JOB 1:
For the thread on the Browning folding bow below, decide whether each statement agrees with it: (a) one poster would consider selling for anything over $200.00; (b) the Browning Back Packer stayed in production for many years; (c) the Back Packer seen at the Iowa shoot was shot at a 31 inch draw. Answer yes or no for each and quote the deciding words.
JOB 2:
Repeat word for word the part of the thread on the Browning folding bow below, starting with "## Farley (Aug" and going on through "It shoot great!!!".

PROVIDED PASSAGE:
==================================================

# brownig folding bow



## gordon (Aug 9, 2005)

I have one that is in mint shape,year ? I have the folding target model can be seen here tittled Bow Madness.It shoots great.I was going to sell but hard to put a price on em,anything over $200.00 would consider.:darkbeer:


----------



## Bowdon (Aug 17, 2004)

I can remember in the mid 70s when the Browning back packer came out. We where at at Iowa state home made 3D shoot and Tom Jennings was there and had a chronograph sat up and we were getting in the 190 s out of are 65 and 70 lb compounds, holly crap that was fast. A man came up with Browning Back Packer at about 70 + lbs at 31 inch draw and blow ed are compounds alway with a whopping 200 + fps. Browning got sued over it because a man in is garage came up with the design. Browning copied it and didn't know he had put a patent on it. It was only made for one year are two.


----------



## Farley (Aug 1, 2005)

ANy info on brace height? I just picked one up and made a new string for it and it ended up at 9" + before some stretch came out. I will assume it will be high due to the limbs mounted on the belly side and the amount of deflex in the riser. Thanks


----------



## rkarlwerner (Mar 22, 2014)

I know this thread is going back a few years. I recently pulled out mine from the attic and put a new string on it. My brace height is 10". It shoot great!!!


----------

==================================================

PROVIDED INFORMATION:
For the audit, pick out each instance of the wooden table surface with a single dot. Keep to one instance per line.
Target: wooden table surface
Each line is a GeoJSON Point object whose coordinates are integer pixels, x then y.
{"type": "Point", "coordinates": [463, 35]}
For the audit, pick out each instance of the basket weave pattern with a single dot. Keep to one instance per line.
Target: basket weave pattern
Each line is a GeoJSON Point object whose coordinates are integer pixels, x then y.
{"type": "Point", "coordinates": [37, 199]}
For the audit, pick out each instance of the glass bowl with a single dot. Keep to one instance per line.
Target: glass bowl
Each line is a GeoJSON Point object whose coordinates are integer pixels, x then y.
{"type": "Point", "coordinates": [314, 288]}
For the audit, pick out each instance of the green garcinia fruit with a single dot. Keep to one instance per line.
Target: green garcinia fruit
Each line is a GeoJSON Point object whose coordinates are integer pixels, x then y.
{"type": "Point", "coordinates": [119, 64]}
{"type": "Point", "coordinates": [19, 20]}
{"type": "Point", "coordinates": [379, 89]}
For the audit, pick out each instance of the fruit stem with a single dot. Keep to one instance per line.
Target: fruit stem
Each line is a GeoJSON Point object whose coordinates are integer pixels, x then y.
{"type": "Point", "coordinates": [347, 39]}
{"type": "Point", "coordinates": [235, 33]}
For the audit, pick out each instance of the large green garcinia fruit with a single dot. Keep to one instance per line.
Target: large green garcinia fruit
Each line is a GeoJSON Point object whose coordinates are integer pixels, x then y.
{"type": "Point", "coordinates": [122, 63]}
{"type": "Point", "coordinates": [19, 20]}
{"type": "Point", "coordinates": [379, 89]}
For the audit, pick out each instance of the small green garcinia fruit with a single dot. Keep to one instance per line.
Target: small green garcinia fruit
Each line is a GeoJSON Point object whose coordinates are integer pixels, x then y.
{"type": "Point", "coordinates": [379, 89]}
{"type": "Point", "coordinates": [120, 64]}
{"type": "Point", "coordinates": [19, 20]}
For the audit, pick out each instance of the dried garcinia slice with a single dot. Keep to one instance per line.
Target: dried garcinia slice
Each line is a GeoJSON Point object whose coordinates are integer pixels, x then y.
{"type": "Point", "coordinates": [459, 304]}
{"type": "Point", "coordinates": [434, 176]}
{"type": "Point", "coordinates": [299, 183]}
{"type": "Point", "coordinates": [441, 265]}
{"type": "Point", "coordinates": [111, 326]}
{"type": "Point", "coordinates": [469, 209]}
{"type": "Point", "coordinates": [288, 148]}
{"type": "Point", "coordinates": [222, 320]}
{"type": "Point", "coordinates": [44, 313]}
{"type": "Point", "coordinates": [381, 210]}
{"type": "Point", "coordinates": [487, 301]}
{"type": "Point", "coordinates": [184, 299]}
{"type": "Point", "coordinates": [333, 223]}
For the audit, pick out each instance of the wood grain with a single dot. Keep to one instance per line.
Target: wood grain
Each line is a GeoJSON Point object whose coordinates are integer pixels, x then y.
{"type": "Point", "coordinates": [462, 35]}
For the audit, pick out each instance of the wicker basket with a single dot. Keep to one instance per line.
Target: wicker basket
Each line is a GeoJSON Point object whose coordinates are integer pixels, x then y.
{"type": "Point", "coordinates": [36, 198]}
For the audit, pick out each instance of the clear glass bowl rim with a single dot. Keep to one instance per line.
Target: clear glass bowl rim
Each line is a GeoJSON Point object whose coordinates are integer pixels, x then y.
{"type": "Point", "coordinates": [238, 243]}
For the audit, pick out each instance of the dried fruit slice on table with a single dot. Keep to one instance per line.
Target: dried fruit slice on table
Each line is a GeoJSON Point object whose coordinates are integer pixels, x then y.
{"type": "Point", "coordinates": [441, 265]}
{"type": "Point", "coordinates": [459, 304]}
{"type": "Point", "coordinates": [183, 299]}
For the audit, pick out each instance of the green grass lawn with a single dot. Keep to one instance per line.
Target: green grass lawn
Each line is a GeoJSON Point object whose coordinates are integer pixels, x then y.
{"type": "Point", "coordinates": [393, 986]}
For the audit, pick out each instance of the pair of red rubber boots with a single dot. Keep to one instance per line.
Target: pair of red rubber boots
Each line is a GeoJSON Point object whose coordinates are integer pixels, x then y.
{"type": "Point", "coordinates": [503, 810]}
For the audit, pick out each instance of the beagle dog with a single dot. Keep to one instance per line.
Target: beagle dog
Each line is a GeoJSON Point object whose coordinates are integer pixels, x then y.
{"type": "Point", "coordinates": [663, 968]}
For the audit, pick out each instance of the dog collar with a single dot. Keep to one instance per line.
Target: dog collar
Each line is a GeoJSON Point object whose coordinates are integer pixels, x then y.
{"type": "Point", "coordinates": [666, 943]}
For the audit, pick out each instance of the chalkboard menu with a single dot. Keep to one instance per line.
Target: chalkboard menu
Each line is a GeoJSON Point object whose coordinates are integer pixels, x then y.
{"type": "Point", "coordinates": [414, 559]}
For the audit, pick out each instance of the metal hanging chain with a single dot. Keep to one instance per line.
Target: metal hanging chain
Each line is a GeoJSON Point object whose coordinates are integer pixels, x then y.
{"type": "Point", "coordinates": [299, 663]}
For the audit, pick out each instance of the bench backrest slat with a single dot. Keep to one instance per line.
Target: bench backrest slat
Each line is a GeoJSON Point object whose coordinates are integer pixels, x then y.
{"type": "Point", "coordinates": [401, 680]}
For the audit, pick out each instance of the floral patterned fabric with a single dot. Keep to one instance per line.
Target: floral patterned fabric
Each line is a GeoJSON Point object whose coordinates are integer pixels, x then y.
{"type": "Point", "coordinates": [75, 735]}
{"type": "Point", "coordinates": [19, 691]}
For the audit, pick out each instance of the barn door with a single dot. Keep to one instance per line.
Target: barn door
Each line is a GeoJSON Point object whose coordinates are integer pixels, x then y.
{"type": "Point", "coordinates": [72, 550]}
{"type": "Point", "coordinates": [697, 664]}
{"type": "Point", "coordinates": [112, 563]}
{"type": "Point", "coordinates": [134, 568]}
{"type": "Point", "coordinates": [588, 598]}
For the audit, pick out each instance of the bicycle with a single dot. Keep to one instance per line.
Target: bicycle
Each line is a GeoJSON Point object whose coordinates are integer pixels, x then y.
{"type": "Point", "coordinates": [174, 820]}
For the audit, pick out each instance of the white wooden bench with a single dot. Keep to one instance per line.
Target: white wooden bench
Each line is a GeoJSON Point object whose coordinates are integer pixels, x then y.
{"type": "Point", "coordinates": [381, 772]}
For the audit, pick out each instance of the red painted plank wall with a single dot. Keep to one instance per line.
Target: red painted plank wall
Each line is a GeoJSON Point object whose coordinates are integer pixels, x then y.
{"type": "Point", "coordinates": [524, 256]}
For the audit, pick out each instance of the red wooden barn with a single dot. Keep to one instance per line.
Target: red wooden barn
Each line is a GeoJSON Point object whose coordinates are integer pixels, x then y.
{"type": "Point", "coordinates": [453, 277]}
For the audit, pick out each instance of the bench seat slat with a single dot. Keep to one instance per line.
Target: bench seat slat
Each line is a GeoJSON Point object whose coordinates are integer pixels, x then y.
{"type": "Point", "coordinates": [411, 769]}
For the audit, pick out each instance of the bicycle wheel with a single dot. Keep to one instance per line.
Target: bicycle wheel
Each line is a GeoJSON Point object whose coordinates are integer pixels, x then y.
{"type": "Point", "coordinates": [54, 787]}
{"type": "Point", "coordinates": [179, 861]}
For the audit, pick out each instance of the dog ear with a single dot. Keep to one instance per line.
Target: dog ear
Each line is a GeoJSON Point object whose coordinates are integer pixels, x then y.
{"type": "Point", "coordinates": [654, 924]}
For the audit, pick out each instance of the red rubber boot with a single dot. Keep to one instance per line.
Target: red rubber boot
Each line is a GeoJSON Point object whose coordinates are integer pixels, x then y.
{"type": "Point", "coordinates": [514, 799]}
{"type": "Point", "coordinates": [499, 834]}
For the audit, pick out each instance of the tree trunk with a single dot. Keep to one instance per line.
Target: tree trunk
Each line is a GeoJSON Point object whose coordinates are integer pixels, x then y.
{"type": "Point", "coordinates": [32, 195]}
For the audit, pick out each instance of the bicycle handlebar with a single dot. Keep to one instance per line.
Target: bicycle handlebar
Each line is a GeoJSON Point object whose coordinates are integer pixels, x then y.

==================================================

TASK ANSWER 1:
(a) Yes: "anything over $200.00 would consider"
(b) No: "It was only made for one year are two."
(c) Yes: "at about 70 + lbs at 31 inch draw"

TASK ANSWER 2:
## Farley (Aug 1, 2005)

ANy info on brace height? I just picked one up and made a new string for it and it ended up at 9" + before some stretch came out. I will assume it will be high due to the limbs mounted on the belly side and the amount of deflex in the riser. Thanks


----------



## rkarlwerner (Mar 22, 2014)

I know this thread is going back a few years. I recently pulled out mine from the attic and put a new string on it. My brace height is 10". It shoot great!!!